• Yazılı Görevler:
(a) Teşkilat-ı Mahsusa metnine göre şu soruları yanıtlayın:
(i) Yazının yayın tarihi nedir?
(ii) "Özel Teşkilat" 1913'te hangi olayda önemli rol oynadı?
(iii) Teşkilat-ı Mahsusa'cıların tek gayesi neydi?
(b) Teşkilat-ı Mahsusa metninde, Osmanlı etrafında birleştirilmek istenen İslam dünyasının uzandığı yerler olarak hangi bölgeler sayılıyor? Hepsini yazın.
(c) Teşkilat-ı Mahsusa metnini, son cümlesinden sonra kaldığı yerden sürdürün.

• Sayfa Metni:
**********

1) ELLİ DEVLETİN TEMELİNDE TEŞKİLAT VAR
Yayin Tarihi 1 Ocak, 2008
Kategori TEŞKİLAT-I MAHSUSA
Elli Devletin Temelinde
TEŞKİLAT’IN HARCI VAR
( 1 )
Osmanlı İmparatorluğu’nun son on yılına imza atan örgüt, Teşkilat-ı Mahsusa’dır. Enver Paşa’nın emriyle İttihat ve Terakki’nin seçkin eylemcileri tarafından kurulan örgüt, Meşrutiyet’in ilanında önemli bir rol oynamakla kalmadı, İtalyanlar tarafından işgal edilen Libya’da, daha sonra Balkanlarda, Birinci Dünya Savaşı’nda ve Kuva-yı Milliye’de önemli rol oynadı.
Osmanlı İmparatorluğu’nun son on yılına imza atan örgütlerden biri Teşkilat-ı Mahsusa’dır. İttihat ve Terakki Cemiyeti’nin en seçkin fedai ve eylemcileri tarafından kurulan gizli örgüt, Meşrutiyet’in ilanında önemli bir rol oynamakla kalmadı, aynı zamanda İtalyanlar tarafından işgal edilen Libya’da, Balkanlarda ve Birinci Dünya Savaşı’nda inanılmaz bir direniş ve kahramanlık örneği sergiledi. İttihat ve Terakki Cemiyeti’nin yer altı faaliyetlerinde pişmiş olan eylemcilerden teşkil edilen “Özel Teşkilat” 1913’deki Babıali Baskını’nda da önemli rol oynadı. İttihat ve Terakki Cemiyeti’nin iktidar olmasıyla resmileşen ve uluslar arası nitelik de kazanan Teşkilat-ı Mahsusa, Hint kıtasından Afrika’ya, Orta Doğu’dan Balkanlara, Arap Yarımadası’ndan Orta Asya’ya uzanan İslam dünyasını Osmanlı etrafında birleştirmeyi amaçlıyordu. Teşkilat-ı Mahsusa’cılara göre Teşkilat, tanıdık bildik bir gizli servis, bir ajanlar topluluğu değildi. Onlar bir dava etrafında bir araya gelen, güçlerini ve yeteneklerini bu çerçevede birleştiren idealistlerdi. Onların tek gayesi imparatorluğu ayakta tutmaktı. Hangi etnik kökene ve dine mensup olursa olsun, imparatorluk sınırları içinde herkese yer vardı. Sömürge altında yaşayan Müslüman halklar kendi istiklallerini kazanmalı ve kardeş ülkelerle dayanışma içinde olmalıydı.

**********

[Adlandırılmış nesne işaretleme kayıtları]
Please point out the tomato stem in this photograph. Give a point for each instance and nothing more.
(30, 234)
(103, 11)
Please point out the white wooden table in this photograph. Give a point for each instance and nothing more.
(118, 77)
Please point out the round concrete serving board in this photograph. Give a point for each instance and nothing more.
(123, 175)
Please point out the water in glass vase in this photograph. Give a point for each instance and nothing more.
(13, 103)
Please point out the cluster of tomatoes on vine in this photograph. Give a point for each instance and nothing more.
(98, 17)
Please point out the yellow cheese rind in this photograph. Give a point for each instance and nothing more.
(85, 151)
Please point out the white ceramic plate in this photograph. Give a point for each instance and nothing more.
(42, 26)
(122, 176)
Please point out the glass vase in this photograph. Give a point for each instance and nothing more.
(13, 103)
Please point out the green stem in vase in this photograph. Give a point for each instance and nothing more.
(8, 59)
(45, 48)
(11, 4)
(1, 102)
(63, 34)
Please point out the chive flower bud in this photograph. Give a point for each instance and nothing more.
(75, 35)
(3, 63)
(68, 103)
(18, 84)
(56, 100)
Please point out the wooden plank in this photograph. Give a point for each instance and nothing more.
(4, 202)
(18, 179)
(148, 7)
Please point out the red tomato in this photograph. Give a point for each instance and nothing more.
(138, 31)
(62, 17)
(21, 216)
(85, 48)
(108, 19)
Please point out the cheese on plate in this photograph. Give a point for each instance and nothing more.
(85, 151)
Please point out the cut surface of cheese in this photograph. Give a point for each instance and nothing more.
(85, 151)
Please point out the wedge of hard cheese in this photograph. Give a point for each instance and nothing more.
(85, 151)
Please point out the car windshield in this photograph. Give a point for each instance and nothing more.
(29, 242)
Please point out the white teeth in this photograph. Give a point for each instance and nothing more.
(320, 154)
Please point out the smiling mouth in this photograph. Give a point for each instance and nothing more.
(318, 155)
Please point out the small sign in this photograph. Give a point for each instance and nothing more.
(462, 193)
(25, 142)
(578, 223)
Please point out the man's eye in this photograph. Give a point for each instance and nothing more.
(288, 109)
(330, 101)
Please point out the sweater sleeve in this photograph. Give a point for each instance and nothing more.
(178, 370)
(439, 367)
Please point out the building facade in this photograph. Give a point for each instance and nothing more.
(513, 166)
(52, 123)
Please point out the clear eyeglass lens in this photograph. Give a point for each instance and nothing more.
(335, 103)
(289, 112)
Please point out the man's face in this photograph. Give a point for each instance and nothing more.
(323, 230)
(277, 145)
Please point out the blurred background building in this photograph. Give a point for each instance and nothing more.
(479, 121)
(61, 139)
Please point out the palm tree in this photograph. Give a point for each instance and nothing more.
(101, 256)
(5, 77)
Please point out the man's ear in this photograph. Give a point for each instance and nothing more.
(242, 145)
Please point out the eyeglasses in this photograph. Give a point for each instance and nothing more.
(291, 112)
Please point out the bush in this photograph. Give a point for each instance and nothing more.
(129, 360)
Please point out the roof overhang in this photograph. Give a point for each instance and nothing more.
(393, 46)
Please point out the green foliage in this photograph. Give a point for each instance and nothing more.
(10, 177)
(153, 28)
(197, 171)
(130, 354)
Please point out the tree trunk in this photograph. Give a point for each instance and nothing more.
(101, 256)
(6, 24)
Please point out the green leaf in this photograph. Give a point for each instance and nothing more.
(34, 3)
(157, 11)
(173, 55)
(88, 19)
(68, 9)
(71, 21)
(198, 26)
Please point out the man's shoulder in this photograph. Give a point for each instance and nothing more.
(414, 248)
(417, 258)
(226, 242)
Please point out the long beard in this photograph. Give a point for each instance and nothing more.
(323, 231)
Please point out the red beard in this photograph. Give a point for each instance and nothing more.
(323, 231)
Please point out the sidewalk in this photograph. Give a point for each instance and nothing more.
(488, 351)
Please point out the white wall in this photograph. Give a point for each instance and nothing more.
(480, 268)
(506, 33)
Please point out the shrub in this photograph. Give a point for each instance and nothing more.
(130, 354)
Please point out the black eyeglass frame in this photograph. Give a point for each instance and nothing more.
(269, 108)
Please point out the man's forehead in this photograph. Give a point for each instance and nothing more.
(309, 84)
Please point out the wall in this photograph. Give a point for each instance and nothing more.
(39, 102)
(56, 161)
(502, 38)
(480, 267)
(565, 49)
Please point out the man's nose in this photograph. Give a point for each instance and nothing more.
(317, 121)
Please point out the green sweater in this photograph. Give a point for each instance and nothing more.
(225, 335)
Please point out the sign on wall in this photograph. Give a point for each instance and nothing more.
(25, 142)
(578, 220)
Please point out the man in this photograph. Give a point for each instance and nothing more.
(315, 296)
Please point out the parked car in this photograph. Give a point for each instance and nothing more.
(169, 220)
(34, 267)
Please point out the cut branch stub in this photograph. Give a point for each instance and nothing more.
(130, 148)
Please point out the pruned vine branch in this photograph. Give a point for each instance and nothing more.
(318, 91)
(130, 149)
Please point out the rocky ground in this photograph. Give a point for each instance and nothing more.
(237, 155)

**********

• Görevlere Göre Yanıtlar:
(a)
(i) 1 Ocak 2008
(ii) Babıali Baskını
(iii) İmparatorluğu ayakta tutmak

(b) Hint kıtası, Afrika, Orta Doğu, Balkanlar, Arap Yarımadası, Orta Asya

(c)
ÖRTÜLÜ ÖDENEKTEN BESLENDİ
Gizli Teşkilat’ın giderleri Harbiye Nezareti’nden ve örtülü ödenekten karşılanıyordu. Teşkilat’ın adı resmi olarak Umur-ı Şarkiye Dairesi’dir. Merkezi, Nuri Osmaniye Caddesi, Şeref Sokak’ta, Tasvir-i Efkar gazetesinin karşısındaki bir binadaydı. Harbiye Nezareti’ne bağlı olarak kurulan teşkilat, İttihat ve Terakki’nin Meşrutiyet öncesi yer altı çalışmalarının bir ürünü, hatta devamıydı. Kara Kemal’den Yenibahçeli Nail’e, Kuşçubaşı Eşref’ten Süleyman Askeri’ye, Yakup Cemil’den Ömer Naci’ye kadar, Cemiyet’in pek çok ünlü fedaisi daha sonra Teşkilat-ı Mahsusa’da yer aldı.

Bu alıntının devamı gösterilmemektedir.